* [Data records]:

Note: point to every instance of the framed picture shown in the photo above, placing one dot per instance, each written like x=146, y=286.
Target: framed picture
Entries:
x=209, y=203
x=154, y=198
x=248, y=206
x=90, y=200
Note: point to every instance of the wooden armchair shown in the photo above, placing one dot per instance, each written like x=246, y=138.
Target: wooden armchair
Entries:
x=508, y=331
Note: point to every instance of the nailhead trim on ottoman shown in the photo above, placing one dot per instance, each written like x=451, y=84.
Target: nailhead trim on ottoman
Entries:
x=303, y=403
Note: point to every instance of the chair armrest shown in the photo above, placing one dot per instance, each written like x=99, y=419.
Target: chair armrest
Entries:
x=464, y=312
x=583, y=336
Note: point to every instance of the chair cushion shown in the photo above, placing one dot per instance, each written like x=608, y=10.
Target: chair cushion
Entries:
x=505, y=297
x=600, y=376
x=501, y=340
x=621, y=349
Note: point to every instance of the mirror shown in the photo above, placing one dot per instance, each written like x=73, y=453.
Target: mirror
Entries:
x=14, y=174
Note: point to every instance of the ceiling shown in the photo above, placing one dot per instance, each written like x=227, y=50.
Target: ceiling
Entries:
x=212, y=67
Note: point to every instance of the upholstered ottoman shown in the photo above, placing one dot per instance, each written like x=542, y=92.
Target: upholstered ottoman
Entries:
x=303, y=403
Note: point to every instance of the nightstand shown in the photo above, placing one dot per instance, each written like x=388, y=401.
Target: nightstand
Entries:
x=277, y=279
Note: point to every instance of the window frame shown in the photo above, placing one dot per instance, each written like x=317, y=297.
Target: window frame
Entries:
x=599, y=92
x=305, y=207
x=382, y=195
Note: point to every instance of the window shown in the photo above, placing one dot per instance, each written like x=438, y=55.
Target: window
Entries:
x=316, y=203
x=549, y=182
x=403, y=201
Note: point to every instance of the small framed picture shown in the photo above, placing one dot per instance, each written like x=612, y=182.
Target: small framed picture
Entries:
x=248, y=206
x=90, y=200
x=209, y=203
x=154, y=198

* * *

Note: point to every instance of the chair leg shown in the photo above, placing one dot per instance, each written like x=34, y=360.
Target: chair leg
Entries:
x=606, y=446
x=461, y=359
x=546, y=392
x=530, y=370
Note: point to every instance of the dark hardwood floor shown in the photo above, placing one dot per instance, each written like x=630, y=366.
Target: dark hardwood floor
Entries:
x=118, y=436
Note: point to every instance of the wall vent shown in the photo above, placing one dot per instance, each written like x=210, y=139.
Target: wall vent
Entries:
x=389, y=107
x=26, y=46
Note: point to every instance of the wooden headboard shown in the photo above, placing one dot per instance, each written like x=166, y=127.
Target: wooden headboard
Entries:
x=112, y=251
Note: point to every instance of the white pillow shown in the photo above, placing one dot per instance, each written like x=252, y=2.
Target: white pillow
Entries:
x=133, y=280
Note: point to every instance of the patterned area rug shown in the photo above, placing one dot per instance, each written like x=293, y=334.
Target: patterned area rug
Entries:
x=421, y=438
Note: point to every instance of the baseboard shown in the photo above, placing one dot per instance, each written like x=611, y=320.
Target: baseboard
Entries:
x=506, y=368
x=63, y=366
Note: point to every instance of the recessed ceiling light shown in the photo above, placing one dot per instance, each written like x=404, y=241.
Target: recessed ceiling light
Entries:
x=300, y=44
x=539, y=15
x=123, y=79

...

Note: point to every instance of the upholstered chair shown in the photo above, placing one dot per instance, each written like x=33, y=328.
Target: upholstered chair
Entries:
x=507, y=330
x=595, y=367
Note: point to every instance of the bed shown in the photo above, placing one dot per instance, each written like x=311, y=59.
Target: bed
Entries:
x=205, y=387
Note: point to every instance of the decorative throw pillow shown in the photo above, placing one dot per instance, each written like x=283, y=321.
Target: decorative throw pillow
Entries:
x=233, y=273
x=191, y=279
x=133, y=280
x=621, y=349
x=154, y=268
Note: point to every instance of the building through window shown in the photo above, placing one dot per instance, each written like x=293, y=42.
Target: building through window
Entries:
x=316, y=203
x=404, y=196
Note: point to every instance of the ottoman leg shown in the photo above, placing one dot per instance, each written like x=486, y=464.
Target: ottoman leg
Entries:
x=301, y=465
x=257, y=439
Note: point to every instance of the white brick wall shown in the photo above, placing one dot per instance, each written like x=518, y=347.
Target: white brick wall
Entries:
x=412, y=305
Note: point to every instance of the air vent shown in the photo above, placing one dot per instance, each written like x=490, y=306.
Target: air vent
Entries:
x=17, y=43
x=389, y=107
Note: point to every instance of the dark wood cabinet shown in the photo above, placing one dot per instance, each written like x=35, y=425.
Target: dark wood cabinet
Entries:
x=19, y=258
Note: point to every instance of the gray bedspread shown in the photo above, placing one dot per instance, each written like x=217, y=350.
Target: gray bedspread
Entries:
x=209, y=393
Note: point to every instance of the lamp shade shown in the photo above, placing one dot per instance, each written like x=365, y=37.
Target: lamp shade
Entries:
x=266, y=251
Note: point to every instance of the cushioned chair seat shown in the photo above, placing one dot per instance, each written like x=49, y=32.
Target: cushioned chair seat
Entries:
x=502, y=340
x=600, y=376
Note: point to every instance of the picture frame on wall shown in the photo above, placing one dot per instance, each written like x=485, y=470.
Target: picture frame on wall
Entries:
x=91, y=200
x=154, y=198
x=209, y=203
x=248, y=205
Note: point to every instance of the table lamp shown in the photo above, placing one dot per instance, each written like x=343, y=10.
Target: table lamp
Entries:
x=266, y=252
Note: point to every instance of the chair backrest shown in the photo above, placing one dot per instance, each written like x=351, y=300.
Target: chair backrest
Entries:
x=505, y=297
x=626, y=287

* [What to work on]:
Every line in the entries above that mentions the word "mirror" must be shown.

* [Output below]:
Note: point to every instance of the mirror shown in the photo above, placing one dot per instance, each written like x=73, y=453.
Target: mirror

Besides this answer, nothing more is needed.